Task prompt
Could you restate every record below word for word?

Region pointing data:
▼

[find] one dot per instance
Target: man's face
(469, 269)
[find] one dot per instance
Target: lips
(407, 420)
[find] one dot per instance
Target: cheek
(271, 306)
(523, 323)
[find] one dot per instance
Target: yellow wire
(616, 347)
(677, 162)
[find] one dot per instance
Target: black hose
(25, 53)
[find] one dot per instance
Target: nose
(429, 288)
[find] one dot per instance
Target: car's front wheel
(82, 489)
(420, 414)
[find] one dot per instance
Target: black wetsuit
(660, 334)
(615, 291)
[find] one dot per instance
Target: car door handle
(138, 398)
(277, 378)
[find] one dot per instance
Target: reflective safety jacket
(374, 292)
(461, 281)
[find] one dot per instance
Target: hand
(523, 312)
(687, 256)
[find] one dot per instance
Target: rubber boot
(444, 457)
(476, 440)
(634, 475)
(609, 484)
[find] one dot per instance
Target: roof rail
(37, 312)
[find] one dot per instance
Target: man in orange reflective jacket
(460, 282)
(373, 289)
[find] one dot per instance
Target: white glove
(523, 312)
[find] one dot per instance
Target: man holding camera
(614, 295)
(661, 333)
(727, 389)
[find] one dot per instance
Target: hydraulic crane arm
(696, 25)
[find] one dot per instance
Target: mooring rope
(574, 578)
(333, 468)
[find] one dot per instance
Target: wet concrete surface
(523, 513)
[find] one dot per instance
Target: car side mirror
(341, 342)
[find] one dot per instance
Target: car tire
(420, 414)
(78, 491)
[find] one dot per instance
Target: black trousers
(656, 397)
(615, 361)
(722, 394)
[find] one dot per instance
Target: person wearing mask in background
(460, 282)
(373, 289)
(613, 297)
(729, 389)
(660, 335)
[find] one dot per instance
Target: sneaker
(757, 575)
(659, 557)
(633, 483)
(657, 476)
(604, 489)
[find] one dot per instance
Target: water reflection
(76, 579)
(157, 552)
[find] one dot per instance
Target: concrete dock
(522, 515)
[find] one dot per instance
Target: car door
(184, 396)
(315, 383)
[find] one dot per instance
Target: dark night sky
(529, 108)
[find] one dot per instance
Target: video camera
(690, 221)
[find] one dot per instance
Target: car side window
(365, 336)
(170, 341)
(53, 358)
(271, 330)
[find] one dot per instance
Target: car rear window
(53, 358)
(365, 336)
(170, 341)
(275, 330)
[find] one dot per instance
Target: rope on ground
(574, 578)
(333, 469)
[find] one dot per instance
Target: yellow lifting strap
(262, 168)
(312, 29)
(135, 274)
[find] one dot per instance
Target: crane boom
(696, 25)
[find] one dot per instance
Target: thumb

▲

Answer
[find] one dot per instance
Target: man's face
(469, 269)
[find] one dot per instance
Target: lips
(407, 420)
[find] one dot per instance
Target: cheek
(271, 306)
(523, 323)
[find] one dot per instance
Target: yellow wire
(616, 347)
(677, 162)
[find] one dot per instance
Target: black hose
(25, 53)
[find] one dot per instance
Target: nose
(429, 288)
[find] one dot per instance
Target: car's front wheel
(82, 489)
(420, 414)
[find] one dot per instance
Target: black wetsuit
(660, 334)
(615, 291)
[find] one dot per instance
Target: car door handle
(138, 398)
(277, 378)
[find] one dot per instance
Target: reflective safety jacket
(374, 292)
(461, 281)
[find] one dot per instance
Target: hand
(523, 312)
(687, 256)
[find] one dot per instance
Target: rubber boot
(444, 457)
(476, 440)
(634, 475)
(609, 484)
[find] one dot per instance
Target: roof rail
(37, 312)
[find] one dot per instance
Target: man in orange reflective jacket
(460, 282)
(373, 289)
[find] one dot per instance
Target: white glove
(523, 312)
[find] one dot per instance
Target: man holding camera
(614, 295)
(661, 333)
(727, 389)
[find] one dot per instance
Target: hydraulic crane arm
(696, 25)
[find] one dot per instance
Target: mooring rope
(574, 578)
(333, 468)
[find] one dot per instance
Target: wet concrete surface
(523, 513)
[find] one dot per instance
Target: car side mirror
(341, 342)
[find] one dot per instance
Target: car tire
(420, 414)
(78, 491)
[find] one dot per instance
Target: black trousers
(656, 397)
(615, 361)
(722, 394)
[find] one dot per instance
Target: person wearing mask in background
(460, 282)
(373, 289)
(613, 297)
(729, 389)
(660, 335)
[find] one dot per instance
Target: sneaker
(757, 575)
(659, 557)
(633, 483)
(657, 476)
(604, 489)
[find] one dot per instance
Target: water reflection
(76, 579)
(157, 552)
[find] one dot per instance
Target: concrete dock
(522, 515)
[find] one dot per instance
Target: car door
(184, 396)
(315, 383)
[find] one dot per instance
Target: dark night sky
(529, 108)
[find] one dot per instance
Target: video camera
(690, 221)
[find] one dot per instance
Target: car side window
(365, 336)
(170, 341)
(53, 358)
(271, 330)
[find] one dot per instance
Target: car rear window
(53, 358)
(365, 336)
(170, 341)
(275, 330)
[find] one dot per instance
Target: rope on ground
(574, 578)
(333, 469)
[find] one dot per instance
Target: yellow lifting strap
(262, 168)
(312, 29)
(135, 274)
[find] one dot per instance
Target: crane boom
(696, 25)
[find] one dot per instance
Target: thumb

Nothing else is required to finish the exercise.